**Extrait du document**.
—————

Montréal est aujourd'hui perçue comme un vaste problème et, c'est bien connu, les gouvernements fuient les problèmes pour chercher à se coller sur le succès. Personne ne se colle sur Montréal.

On est sur les mauvaises voies, malgré les efforts remarquables des autorités locales, pouvoirs ou oppositions, tous comme Houdini ligotés et plongés dans son bassin d'eau.

Allons-y, essayons de penser autrement et de voir ce que cela pourrait donner.

La structure métropolitaine et des villes ont été aplaties et repensées pour générer un partage équitable des efforts, des risques et des bénéfices. C'est la convergence et non la concurrence qui rapporte.

On reconnaîtra que les communautés culturelles francophones et anglophones ont des traditions de vie locales et culturelles qui doivent être reconnues et acceptées, dans l'intérêt de l'harmonie et de la qualité de vie et de ville.

Montréal aura un statut autonome comme Toronto, une fois disparus les enchevêtrements inutiles.

On acceptera, une fois sortis hors du foyer de méfiance que constitue la concurrence fiscale foncière, la réalité des banlieues et il sera payant de développer la synergie avec la ville centrale. Vaut mieux 50% de quelque chose que 100% de rien.

—————

[Extraits de données d'annotation par points]

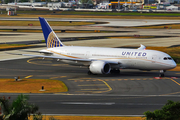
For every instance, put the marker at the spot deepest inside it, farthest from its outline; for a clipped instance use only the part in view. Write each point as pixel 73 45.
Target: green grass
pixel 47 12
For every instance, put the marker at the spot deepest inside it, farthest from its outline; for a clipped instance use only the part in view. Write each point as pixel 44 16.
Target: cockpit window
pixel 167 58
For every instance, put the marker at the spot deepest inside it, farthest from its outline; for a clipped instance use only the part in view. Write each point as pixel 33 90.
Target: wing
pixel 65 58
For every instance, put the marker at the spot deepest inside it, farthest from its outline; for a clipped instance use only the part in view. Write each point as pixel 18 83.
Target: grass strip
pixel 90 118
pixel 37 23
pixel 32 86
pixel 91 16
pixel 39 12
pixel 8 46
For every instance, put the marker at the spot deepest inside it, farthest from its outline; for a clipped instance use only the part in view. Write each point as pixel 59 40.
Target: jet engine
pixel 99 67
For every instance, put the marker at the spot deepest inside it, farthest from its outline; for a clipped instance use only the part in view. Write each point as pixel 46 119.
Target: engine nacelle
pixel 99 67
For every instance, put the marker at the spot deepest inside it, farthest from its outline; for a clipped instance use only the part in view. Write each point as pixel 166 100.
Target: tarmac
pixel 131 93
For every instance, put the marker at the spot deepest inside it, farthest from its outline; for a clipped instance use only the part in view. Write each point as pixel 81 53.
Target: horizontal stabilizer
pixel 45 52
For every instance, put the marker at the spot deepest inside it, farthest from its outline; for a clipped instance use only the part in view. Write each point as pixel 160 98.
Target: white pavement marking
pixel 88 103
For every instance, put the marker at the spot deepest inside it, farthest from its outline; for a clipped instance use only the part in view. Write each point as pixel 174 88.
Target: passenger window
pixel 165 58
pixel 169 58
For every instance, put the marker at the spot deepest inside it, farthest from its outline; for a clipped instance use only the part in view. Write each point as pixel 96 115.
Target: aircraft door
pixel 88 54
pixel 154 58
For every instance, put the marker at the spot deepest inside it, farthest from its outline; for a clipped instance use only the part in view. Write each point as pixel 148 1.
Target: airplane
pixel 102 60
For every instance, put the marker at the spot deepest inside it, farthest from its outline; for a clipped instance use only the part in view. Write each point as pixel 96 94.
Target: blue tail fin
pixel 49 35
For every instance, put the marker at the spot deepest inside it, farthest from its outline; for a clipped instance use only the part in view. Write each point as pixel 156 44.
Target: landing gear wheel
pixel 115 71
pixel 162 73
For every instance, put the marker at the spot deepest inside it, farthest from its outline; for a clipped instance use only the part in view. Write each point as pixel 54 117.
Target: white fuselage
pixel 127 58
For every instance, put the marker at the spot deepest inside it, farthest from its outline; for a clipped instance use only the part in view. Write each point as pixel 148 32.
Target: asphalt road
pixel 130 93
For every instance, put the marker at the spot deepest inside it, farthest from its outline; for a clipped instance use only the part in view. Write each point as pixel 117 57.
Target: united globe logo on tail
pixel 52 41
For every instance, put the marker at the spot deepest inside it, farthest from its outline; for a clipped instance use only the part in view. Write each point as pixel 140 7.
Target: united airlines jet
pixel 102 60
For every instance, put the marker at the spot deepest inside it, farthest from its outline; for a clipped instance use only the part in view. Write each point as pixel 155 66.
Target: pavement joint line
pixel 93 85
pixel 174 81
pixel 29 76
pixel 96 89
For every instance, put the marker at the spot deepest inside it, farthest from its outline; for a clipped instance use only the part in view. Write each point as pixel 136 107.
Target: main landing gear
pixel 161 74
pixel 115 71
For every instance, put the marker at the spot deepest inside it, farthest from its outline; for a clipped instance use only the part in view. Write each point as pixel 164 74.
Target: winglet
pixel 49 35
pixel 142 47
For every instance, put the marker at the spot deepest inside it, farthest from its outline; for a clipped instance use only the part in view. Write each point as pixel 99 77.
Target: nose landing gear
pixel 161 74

—————

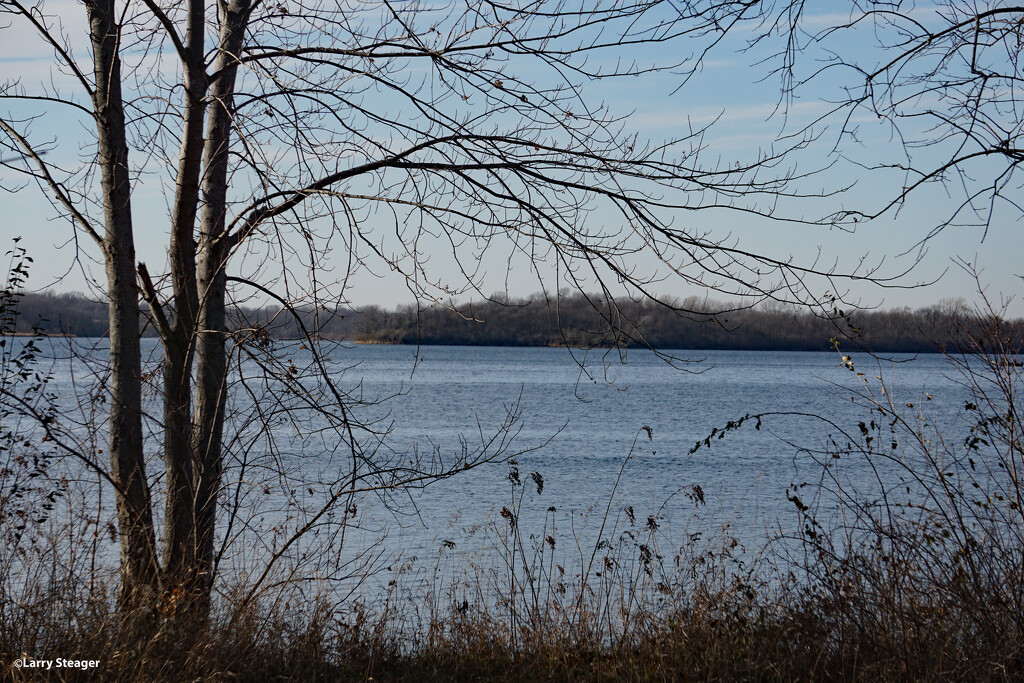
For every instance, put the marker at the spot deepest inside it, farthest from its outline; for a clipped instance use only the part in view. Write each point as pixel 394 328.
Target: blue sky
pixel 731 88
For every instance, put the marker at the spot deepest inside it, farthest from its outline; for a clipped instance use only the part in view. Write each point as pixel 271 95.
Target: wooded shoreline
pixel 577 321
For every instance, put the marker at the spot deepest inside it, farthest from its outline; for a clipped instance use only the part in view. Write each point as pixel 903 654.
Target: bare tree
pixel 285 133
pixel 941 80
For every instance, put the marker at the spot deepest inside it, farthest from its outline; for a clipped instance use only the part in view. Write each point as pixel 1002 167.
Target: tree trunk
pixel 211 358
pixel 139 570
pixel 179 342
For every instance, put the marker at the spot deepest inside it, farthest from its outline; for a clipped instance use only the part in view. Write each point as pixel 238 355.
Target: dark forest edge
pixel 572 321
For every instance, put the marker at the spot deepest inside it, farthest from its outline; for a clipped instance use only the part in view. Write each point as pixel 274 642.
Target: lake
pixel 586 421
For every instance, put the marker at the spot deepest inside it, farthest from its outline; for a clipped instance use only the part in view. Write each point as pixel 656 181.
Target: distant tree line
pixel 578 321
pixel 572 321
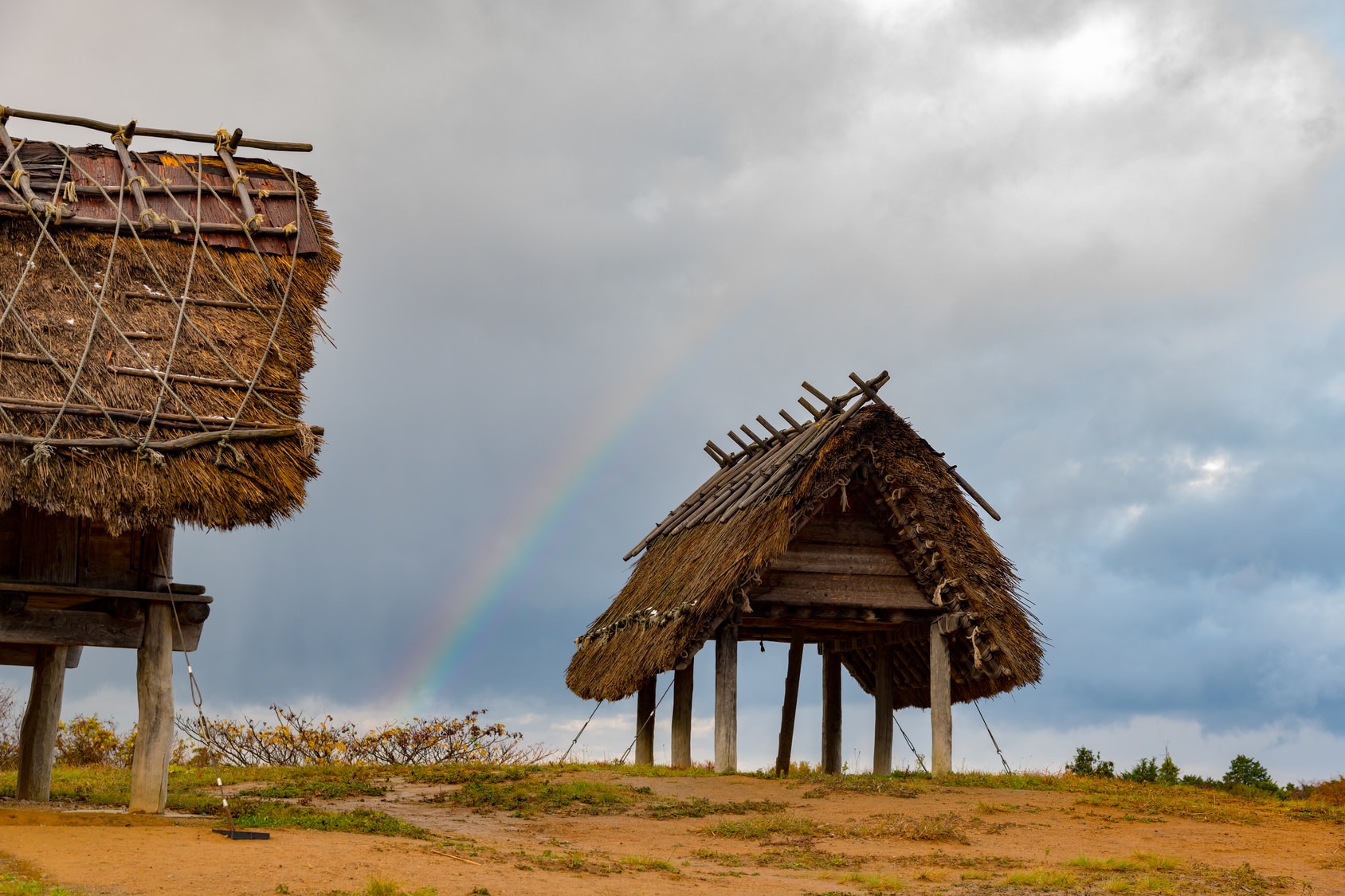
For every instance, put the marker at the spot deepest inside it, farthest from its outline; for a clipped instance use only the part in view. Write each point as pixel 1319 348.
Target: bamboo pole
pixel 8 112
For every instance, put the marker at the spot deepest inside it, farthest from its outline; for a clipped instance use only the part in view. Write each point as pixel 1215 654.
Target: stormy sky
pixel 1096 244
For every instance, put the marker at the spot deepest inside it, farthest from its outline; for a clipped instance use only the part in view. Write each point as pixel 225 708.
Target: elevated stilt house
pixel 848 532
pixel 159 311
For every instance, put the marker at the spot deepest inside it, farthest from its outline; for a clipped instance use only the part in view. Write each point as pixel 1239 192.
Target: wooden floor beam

—————

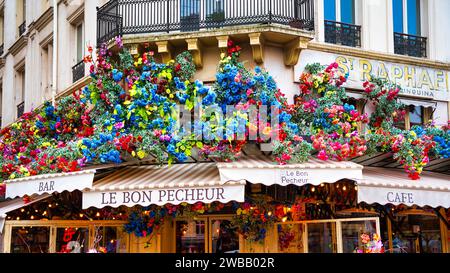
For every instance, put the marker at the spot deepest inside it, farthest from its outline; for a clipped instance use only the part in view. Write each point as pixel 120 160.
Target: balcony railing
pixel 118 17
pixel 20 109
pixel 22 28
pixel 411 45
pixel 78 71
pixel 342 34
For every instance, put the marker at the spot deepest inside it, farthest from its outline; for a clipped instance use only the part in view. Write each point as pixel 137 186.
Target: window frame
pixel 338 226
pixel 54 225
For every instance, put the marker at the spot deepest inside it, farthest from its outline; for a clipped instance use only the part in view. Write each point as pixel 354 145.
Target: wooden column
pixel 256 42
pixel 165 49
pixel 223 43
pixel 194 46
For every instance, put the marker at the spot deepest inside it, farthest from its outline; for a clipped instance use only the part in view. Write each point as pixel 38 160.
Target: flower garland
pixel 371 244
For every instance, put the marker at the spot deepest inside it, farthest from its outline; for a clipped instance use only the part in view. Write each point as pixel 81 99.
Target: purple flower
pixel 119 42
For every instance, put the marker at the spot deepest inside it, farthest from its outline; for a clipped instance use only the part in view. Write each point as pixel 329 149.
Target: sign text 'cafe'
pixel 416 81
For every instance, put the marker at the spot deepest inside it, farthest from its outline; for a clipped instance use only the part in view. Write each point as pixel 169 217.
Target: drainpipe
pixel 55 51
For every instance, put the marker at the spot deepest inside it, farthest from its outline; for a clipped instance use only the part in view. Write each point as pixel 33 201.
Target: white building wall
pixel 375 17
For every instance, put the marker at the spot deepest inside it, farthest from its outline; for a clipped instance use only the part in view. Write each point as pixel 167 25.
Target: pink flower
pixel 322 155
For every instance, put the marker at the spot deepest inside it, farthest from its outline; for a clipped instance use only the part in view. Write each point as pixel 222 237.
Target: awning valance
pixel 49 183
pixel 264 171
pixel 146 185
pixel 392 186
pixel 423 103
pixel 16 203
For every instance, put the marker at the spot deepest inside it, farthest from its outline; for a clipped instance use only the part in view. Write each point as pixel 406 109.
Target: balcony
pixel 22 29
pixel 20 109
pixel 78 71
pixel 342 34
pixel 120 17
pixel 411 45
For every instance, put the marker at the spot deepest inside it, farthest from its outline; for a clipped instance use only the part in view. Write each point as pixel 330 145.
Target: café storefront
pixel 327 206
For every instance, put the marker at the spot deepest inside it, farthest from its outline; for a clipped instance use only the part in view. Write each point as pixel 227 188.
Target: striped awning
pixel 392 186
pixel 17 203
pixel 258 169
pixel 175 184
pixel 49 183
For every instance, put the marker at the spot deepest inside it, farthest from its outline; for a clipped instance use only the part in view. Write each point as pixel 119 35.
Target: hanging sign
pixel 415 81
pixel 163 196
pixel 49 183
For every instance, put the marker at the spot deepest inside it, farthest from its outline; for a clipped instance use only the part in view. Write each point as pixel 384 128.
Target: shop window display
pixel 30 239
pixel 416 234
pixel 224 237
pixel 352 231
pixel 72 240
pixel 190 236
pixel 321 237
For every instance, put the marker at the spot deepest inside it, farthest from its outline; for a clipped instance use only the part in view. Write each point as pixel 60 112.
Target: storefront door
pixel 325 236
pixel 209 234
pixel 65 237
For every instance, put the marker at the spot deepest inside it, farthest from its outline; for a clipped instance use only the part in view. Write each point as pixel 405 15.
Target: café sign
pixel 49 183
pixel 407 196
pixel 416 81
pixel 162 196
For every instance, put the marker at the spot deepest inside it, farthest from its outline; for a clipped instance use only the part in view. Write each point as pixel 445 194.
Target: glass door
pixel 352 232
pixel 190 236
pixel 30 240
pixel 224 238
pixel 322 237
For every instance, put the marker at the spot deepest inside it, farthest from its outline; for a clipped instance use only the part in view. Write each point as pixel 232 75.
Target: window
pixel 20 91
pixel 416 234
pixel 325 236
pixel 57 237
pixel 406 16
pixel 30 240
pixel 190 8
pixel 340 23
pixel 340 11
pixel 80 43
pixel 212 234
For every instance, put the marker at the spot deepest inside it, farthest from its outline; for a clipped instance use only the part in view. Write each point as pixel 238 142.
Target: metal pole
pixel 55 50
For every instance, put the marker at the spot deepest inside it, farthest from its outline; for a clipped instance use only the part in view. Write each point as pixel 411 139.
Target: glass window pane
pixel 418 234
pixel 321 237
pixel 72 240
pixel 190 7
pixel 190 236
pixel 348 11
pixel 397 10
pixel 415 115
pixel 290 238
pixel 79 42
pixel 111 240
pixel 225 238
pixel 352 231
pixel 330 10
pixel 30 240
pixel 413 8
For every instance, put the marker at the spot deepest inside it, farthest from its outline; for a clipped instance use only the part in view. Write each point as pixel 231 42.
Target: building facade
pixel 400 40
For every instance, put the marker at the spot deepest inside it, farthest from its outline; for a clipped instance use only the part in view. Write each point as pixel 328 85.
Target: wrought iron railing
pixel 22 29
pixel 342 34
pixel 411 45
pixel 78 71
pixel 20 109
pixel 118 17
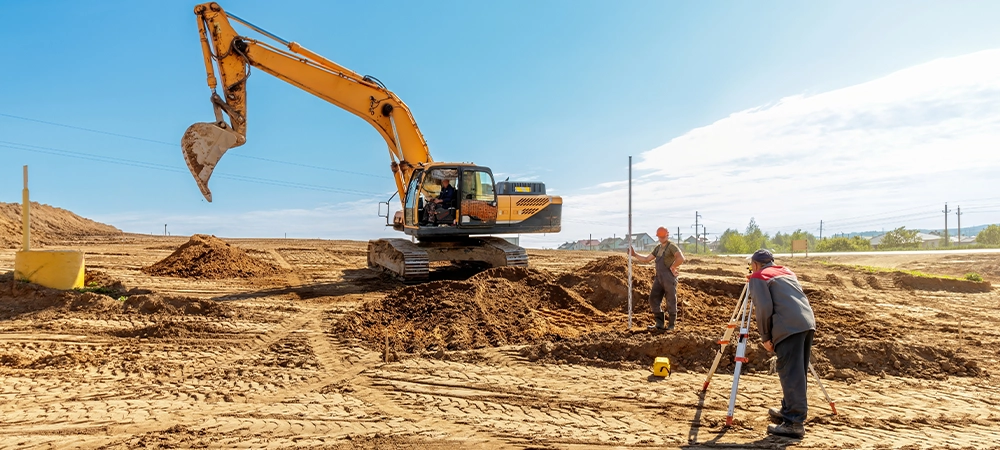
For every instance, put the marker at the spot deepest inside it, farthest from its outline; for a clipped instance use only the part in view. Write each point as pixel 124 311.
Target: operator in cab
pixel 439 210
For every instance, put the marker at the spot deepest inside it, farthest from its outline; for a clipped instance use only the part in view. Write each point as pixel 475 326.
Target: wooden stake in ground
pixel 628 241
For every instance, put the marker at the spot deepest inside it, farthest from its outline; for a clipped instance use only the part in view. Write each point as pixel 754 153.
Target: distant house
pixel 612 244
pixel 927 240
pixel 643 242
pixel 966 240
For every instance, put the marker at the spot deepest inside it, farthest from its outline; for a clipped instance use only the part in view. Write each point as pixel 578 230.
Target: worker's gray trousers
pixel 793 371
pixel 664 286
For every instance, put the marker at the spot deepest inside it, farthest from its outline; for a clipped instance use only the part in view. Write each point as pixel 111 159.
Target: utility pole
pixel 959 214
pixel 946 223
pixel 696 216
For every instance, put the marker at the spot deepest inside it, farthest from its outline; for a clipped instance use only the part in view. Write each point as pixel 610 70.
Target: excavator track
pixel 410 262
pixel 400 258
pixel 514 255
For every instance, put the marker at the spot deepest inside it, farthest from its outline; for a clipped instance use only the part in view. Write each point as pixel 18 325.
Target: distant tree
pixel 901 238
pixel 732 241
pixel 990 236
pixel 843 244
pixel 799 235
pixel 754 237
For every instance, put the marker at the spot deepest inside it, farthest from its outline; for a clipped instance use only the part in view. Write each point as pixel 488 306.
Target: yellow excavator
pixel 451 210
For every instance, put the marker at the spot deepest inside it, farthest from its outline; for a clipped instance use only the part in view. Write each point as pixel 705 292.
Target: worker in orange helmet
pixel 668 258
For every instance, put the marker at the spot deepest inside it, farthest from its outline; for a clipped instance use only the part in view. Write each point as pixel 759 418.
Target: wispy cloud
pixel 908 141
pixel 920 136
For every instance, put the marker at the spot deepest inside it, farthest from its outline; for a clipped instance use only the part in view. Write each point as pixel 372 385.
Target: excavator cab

—————

**Objectifs**.
- a) D'après l'extrait sur Montréal, qu'est-ce qui rapporte, par opposition à la concurrence ?
- b) Dans l'extrait sur Montréal, relevez tout ce que la structure métropolitaine repensée doit permettre de partager équitablement.
- c) Citez l'extrait sur Montréal à partir de « On est sur les » jusqu'à « son bassin d'eau. » inclus.

**Problèmes résolus**.
- a) La convergence.

- b) Les efforts, les risques et les bénéfices.

- c)
On est sur les mauvaises voies, malgré les efforts remarquables des autorités locales, pouvoirs ou oppositions, tous comme Houdini ligotés et plongés dans son bassin d'eau.